# CEL code P1580... WTF does this mean? HELP!



## 98BeetleBabe (Apr 29, 2004)

*Throttle Actuator (B1) Malfunction (P1580), Mass Airflow Circuit (P0103): *
What is this? I have tried looking it up on the internet and I can't find out what it means! 
My car is having a hard time upshifting, it upshifts harsh and sometimes won't upshift until damn near 5000 RPM (not good for my car) 
If I knew what this meant, I could fix it.. But I have no idea what this code means and no where online (that I am finding) is telling me!
PLEASE HELP!


----------



## tantalus (Jun 28, 2004)

*Re: CEL code P1580... WTF does this mean? HELP! (98BeetleBabe)*

You did not look here: http://www.bentleypublishers.c...e.htm
Shows:
P0103: Mass or Volume Air Flow Circ High Input
P1580: Throttle Actuator B1 Malfunction
It is common for mass air flow sensors to go bad, that explains P0103. The P1580 can be just a dirty throttle body. It is also possible that the cause of both is dirt/oil.


----------



## 98BeetleBabe (Apr 29, 2004)

*Re: CEL code P1580... WTF does this mean? HELP! (tantalus)*

Ok.. So obviously cleaning the throttle body.. thats what my boyfriend said.
Ok.. so I clean the throttle body... cool
I also had to replace my vaccuum hoses from the mass air flow sensor to the air filter... the hose was absolutely shot..

▸ Stated goal A: According to the forum thread, what does code P0103 stand for?
▸ Stated goal B: Rewrite all of the listing with "provide" changed to "supply" and every other word left as it is.

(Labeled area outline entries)
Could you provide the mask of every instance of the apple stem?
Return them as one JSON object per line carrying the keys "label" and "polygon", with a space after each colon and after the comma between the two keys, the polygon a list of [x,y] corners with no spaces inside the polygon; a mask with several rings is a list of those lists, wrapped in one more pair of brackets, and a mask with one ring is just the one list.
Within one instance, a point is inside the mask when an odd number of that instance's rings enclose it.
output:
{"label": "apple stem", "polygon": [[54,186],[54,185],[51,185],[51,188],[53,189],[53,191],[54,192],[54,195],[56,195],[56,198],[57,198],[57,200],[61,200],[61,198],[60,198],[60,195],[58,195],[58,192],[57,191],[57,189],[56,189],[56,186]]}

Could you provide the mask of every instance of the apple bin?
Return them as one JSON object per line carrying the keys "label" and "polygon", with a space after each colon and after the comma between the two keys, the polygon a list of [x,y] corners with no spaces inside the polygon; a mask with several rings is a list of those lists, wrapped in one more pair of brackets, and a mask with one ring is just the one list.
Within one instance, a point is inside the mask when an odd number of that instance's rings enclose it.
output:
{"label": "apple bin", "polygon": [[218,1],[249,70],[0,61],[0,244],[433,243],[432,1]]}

▸ Complete answer A: Mass or Volume Air Flow Circ High Input

▸ Complete answer B:
Could you supply the mask of every instance of the apple stem?
Return them as one JSON object per line carrying the keys "label" and "polygon", with a space after each colon and after the comma between the two keys, the polygon a list of [x,y] corners with no spaces inside the polygon; a mask with several rings is a list of those lists, wrapped in one more pair of brackets, and a mask with one ring is just the one list.
Within one instance, a point is inside the mask when an odd number of that instance's rings enclose it.
output:
{"label": "apple stem", "polygon": [[54,186],[54,185],[51,185],[51,188],[53,189],[53,191],[54,192],[54,195],[56,195],[56,198],[57,198],[57,200],[61,200],[61,198],[60,198],[60,195],[58,195],[58,192],[57,191],[57,189],[56,189],[56,186]]}

Could you supply the mask of every instance of the apple bin?
Return them as one JSON object per line carrying the keys "label" and "polygon", with a space after each colon and after the comma between the two keys, the polygon a list of [x,y] corners with no spaces inside the polygon; a mask with several rings is a list of those lists, wrapped in one more pair of brackets, and a mask with one ring is just the one list.
Within one instance, a point is inside the mask when an odd number of that instance's rings enclose it.
output:
{"label": "apple bin", "polygon": [[218,1],[249,70],[0,61],[0,244],[433,243],[432,1]]}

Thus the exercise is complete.